EXCERPT PROVIDED:

● ● ● ● ● ● ●

Re: Suggestion to add --continue-client-on-abort option to pgbench

From: Chao Li <li(dot)evan(dot)chao(at)gmail(dot)com>
To: Yugo Nagata <nagata(at)sraoss(dot)co(dot)jp>
Cc: Fujii Masao <masao(dot)fujii(at)gmail(dot)com>, Rintaro Ikeda <ikedarintarof(at)oss(dot)nttdata(dot)com>, Jakub Wartak <jakub(dot)wartak(at)enterprisedb(dot)com>, "Hayato Kuroda (Fujitsu)" <kuroda(dot)hayato(at)fujitsu(dot)com>, "slpmcf(at)gmail(dot)com" <slpmcf(at)gmail(dot)com>, "boekewurm+postgres(at)gmail(dot)com" <boekewurm+postgres(at)gmail(dot)com>, "pgsql-hackers(at)postgresql(dot)org" <pgsql-hackers(at)postgresql(dot)org>, Srinath Reddy Sadipiralla <srinath2133(at)gmail(dot)com>, Dilip Kumar <dilipbalaut(at)gmail(dot)com>
Subject: Re: Suggestion to add --continue-client-on-abort option to pgbench
Date: 2025-11-13 06:54:28
Message-ID: 952785F1-A347-4E02-B4AF-B0B42C9ABAFE@gmail.com
Views: Whole Thread | Raw Message | Download mbox | Resend email
Thread:
Lists: pgsql-hackers

> On Nov 13, 2025, at 13:50, Yugo Nagata <nagata(at)sraoss(dot)co(dot)jp> wrote:
>
>
> To trigger a deadlock error, the tables need to have enough rows so that the scan takes some
> time. In my environment, about 1,000 rows were enough to cause a deadlock.

● ● ● ● ● ● ●

EXERCISE BRIEF:
Please render this sentence from the pgbench email in Spanish: "In my environment, about 1,000 rows were enough to cause a deadlock." Rely only on the pgbench email above.

RECORDED INFORMATION:
● ● ● ● ● ● ●

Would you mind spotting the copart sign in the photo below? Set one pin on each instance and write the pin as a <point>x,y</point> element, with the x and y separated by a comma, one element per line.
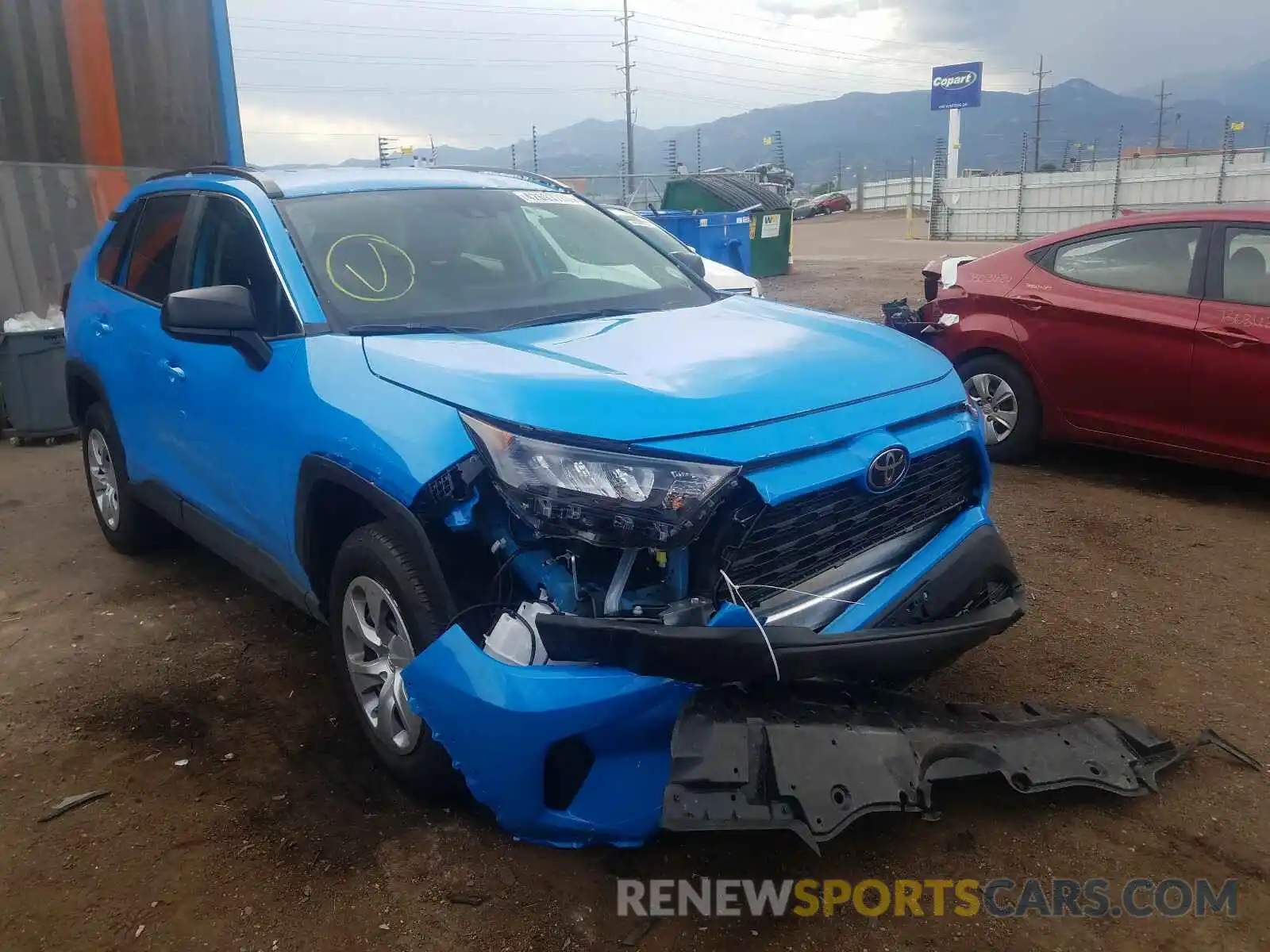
<point>958,86</point>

● ● ● ● ● ● ●

THE REPLY:
En mi entorno, unas 1.000 filas fueron suficientes para provocar un interbloqueo.